━━━━━ Records for this exercise ━━━━━

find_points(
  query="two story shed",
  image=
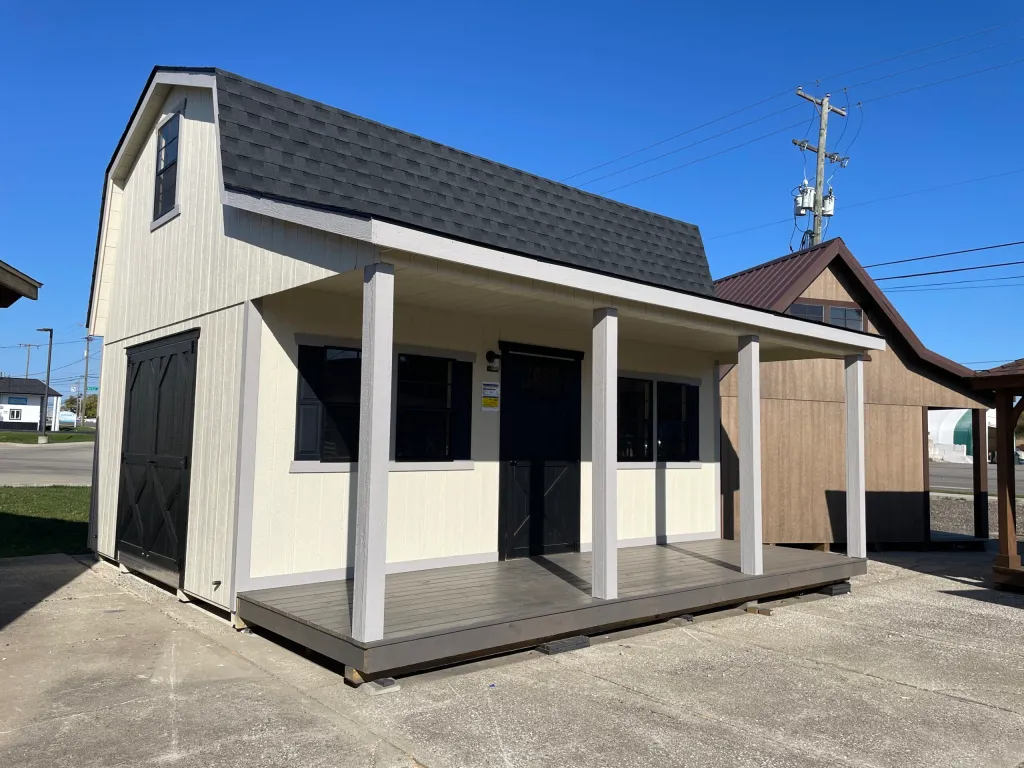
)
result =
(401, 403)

━━━━━
━━━━━ Records for this exercise ━━━━━

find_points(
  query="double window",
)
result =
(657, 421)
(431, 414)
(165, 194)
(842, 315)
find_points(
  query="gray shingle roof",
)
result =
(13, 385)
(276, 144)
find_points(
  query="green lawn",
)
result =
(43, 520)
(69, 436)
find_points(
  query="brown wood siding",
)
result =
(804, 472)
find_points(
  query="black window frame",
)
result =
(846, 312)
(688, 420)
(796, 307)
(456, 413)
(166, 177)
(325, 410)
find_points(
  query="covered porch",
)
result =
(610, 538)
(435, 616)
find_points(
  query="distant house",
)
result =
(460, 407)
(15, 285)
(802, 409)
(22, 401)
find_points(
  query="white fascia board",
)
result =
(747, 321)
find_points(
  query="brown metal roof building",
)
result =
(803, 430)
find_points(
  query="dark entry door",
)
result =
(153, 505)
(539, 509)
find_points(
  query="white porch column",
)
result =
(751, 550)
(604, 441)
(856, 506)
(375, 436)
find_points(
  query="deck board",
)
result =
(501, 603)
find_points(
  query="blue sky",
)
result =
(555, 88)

━━━━━

- Requirement
Pick from the records each line that contains the word "brown" and show it.

- Exercise answer
  query="brown wood siding",
  query="brown metal roof building",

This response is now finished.